[SOURCE TEXT Boundary: Start]

All three have made way for deplorable heirs: the clear and entertaining epigones of García Márquez and Vargas Llosa, and, in the case of Mandela, the indescribable Thabo Mbeki, the current president of South Africa, who denies the existence of AIDS. How could anyone name those three, without batting an eyelid, as the figures he most admires? Why not Bush, Putin and Castro? Why not Mullah Omar, Haider and Berlusconi? Why not Sánchez Dragó, Sánchez Dragó and Sánchez Dragó, disguised as the Holy Trinity?

... what can Sergio Pitol, Fernando Vallejo, and Ricardo Piglia do to counter the avalanche of glamor? Not much. They can write. But writing and literature are worthless if they aren't accompanied by something more imposing than mere survival. Literature, especially in Latin America, and I suspect in Spain as well, means success, by which, of course, I mean social success: massive print runs; translations into more than thirty languages (I can name twenty languages, but beyond twenty-five I run into trouble, not because I doubt that language number twenty-six exists, but because it's hard for me to imagine the Burmese publishing industry or Burmese readers quivering with emotion at the magical-realist escapades of Eva Luna); a house in New York or Los Angeles; dinners with the rich and famous (as a result of which we learn that Bill Clinton can recite whole paragraphs of Huckleberry Finn by heart, or that President Aznar reads Cernuda); making the cover of Newsweek and landing six-figure advances...

[SOURCE TEXT Boundary: End]
[STUDY MATERIAL Boundary: Start]

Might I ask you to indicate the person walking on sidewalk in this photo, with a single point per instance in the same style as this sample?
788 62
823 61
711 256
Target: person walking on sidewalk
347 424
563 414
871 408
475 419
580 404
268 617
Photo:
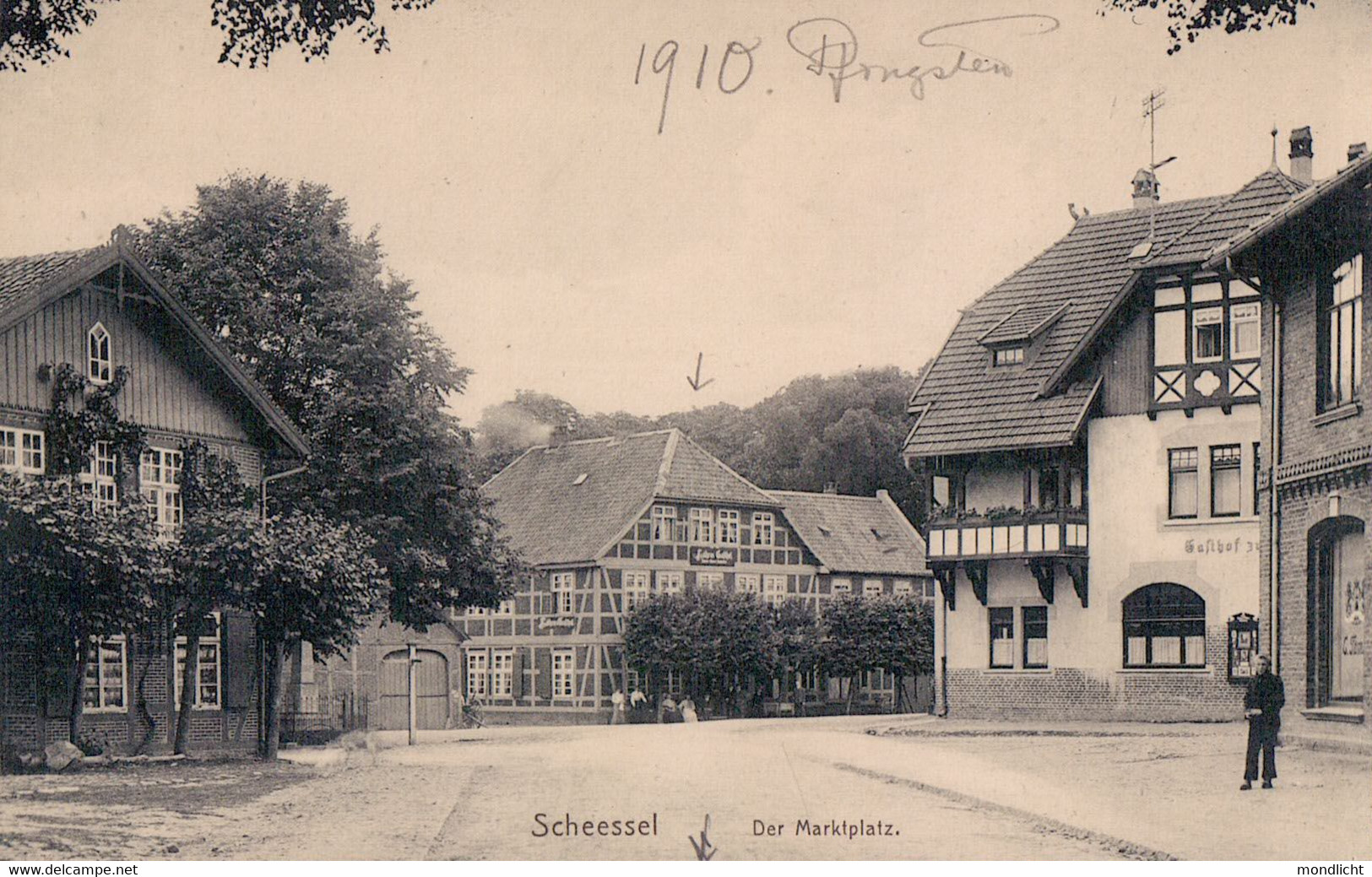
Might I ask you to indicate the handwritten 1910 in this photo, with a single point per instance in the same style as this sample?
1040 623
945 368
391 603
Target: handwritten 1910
829 48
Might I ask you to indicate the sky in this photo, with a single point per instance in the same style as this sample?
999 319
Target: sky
568 234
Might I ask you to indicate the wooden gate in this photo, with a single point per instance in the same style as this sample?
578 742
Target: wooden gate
430 682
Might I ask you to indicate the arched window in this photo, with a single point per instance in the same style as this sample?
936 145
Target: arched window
1163 626
98 361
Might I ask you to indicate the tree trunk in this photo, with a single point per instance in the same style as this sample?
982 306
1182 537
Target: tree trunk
77 706
272 701
190 682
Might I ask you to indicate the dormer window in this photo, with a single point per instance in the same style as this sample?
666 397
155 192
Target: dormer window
98 361
1007 355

[STUDY MATERIAL Boundary: End]

#### [TASK 1]
Please answer these questions about the essay on literary fame, one line each:
(a) Who does the essay name as the current president of South Africa, and what does it say he denies?
(b) Which three writers does the essay say can do little to counter the avalanche of glamor?
(c) What does the essay say Bill Clinton can recite by heart?
#### [TASK 2]
Go on with the essay on literary fame, starting after its last sentence.

#### [ANSWER SPACE 1]
(a) Thabo Mbeki; he denies the existence of AIDS.
(b) Sergio Pitol, Fernando Vallejo, and Ricardo Piglia.
(c) Whole paragraphs of Huckleberry Finn.

#### [ANSWER SPACE 2]
This is the age of the writer as civil servant, the writer as thug, the writer as gym rat, the writer who goes to Houston or to the Mayo Clinic in New York for medical treatment. Vargas Llosa never gave a better lesson in literature than when he went jogging at the crack of dawn. And García Márquez never taught us more than when he welcomed the Pope in Havana, wearing patent leather boots—García, not the Pope...

They don't reject respectability. They pursue it desperately. And in order to attain it they really have to sweat. They have to sign books, smile, travel to unfamiliar places, smile, make fools of themselves on celebrity talk shows, keep on smiling, never, never bite the hand that feeds them, participate in literary festivals and reply good-humoredly to the most moronic questions, smile in the most appalling situations, look intelligent, control population growth, and always say thank you.

There's a little bitterness in there. (I do not think Bolaño would have been unaware of how his repetition of "smile" echos Hamlet describing his murderous uncle—another anxiety of influence—as "villain, villain, smiling, damned villain! ...That one may smile, and smile, and be a villain.") But there's a sticky, non-binary truth in there as well.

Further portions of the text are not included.